▶ _What the task asks_
Using "rough" as the search string, find the matching lines below and copy them.

▶ _Data for this task_
-----
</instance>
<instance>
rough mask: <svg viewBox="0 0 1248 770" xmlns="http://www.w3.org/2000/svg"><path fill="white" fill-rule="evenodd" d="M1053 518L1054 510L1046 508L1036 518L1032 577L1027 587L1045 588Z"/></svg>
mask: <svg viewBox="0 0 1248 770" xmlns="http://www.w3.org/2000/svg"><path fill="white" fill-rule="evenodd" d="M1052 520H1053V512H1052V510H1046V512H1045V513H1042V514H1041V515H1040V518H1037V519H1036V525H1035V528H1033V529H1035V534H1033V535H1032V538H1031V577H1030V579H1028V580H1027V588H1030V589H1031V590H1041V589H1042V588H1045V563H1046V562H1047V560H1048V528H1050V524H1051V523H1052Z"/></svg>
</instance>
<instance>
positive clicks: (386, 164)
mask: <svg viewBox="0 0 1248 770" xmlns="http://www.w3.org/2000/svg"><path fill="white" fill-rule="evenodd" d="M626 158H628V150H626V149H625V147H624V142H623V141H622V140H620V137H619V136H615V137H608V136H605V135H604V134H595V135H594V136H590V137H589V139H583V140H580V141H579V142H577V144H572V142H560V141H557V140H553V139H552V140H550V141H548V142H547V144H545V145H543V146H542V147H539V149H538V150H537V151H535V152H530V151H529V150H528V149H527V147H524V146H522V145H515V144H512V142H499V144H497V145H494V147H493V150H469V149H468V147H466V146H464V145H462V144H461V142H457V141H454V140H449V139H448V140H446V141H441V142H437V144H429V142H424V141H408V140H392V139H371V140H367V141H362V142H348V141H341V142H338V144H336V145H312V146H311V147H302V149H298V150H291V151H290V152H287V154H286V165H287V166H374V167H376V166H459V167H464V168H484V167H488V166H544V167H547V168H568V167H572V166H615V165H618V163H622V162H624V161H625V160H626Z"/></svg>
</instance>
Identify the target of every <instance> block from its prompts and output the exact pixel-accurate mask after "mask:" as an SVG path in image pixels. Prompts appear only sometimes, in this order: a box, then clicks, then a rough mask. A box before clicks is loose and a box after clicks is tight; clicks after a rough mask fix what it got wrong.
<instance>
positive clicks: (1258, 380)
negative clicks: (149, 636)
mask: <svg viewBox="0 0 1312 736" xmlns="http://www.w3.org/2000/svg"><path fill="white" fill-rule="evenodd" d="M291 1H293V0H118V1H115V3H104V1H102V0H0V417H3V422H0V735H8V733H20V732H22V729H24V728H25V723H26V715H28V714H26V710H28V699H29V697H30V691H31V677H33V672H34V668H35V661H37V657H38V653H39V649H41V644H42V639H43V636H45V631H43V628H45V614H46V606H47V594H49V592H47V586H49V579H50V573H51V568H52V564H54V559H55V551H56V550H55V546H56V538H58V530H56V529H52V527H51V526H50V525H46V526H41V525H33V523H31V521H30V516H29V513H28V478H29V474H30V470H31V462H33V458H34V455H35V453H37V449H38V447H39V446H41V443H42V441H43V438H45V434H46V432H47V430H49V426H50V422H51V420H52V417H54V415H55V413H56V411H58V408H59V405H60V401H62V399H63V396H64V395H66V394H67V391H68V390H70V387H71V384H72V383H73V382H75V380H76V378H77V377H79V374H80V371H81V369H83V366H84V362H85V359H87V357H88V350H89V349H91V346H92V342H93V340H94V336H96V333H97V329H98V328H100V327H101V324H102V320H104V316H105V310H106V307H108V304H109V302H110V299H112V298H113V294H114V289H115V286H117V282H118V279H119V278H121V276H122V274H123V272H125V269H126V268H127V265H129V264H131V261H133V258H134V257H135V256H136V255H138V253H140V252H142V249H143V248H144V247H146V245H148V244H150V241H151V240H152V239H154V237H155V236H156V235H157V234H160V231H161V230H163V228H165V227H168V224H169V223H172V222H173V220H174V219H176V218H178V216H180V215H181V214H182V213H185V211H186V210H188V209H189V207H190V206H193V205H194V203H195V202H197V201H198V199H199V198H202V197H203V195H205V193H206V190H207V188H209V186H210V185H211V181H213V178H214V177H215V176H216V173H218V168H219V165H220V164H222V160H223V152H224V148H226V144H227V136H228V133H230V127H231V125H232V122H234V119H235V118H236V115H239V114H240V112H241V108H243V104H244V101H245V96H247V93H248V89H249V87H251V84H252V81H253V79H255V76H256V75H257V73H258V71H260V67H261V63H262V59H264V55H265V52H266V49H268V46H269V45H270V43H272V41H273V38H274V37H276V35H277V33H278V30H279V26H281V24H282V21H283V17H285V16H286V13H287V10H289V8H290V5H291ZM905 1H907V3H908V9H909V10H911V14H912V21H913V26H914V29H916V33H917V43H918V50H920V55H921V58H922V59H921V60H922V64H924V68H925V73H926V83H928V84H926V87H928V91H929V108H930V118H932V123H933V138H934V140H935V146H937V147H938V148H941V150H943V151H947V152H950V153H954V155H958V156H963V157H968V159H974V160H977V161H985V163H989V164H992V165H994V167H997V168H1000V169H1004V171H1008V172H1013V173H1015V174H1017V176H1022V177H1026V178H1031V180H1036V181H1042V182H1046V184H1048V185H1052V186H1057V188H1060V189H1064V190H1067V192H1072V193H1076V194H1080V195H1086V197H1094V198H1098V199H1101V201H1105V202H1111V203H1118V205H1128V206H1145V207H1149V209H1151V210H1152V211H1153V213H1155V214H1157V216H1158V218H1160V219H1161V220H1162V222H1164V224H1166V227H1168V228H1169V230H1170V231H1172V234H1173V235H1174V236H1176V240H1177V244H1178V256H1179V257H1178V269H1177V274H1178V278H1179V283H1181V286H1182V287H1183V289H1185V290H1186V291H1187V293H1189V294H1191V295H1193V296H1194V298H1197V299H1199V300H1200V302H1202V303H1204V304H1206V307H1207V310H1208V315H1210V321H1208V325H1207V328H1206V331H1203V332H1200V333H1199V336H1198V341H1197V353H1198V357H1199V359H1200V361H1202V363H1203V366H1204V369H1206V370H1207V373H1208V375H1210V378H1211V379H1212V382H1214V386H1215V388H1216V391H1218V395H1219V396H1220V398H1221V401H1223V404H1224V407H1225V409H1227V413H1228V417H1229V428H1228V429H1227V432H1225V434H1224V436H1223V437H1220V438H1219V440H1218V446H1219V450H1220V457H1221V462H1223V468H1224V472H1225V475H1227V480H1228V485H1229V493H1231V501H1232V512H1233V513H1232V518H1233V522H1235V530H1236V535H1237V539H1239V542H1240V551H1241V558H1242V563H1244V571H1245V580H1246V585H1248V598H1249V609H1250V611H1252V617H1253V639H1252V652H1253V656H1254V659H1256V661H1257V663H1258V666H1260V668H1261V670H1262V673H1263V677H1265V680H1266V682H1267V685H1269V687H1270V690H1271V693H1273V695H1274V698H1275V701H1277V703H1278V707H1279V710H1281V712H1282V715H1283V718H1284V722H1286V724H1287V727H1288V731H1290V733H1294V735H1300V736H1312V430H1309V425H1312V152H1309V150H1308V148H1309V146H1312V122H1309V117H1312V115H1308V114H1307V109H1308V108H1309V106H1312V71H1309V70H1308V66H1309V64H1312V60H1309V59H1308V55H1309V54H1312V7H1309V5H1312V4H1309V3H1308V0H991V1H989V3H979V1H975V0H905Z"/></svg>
-----
▶ _Reply to the exercise_
rough mask: <svg viewBox="0 0 1248 770" xmlns="http://www.w3.org/2000/svg"><path fill="white" fill-rule="evenodd" d="M1053 518L1054 510L1046 508L1036 518L1032 577L1027 587L1045 588Z"/></svg>
Identify the target of every <instance> block from its prompts and output the exact pixel-accurate mask after "mask:" as an SVG path in image pixels. Prompts appear only sometimes, in this order: a box, then clicks, then a rough mask. A box before clicks is loose and a box after clicks is tight; clicks after a rough mask fix what it got wrong.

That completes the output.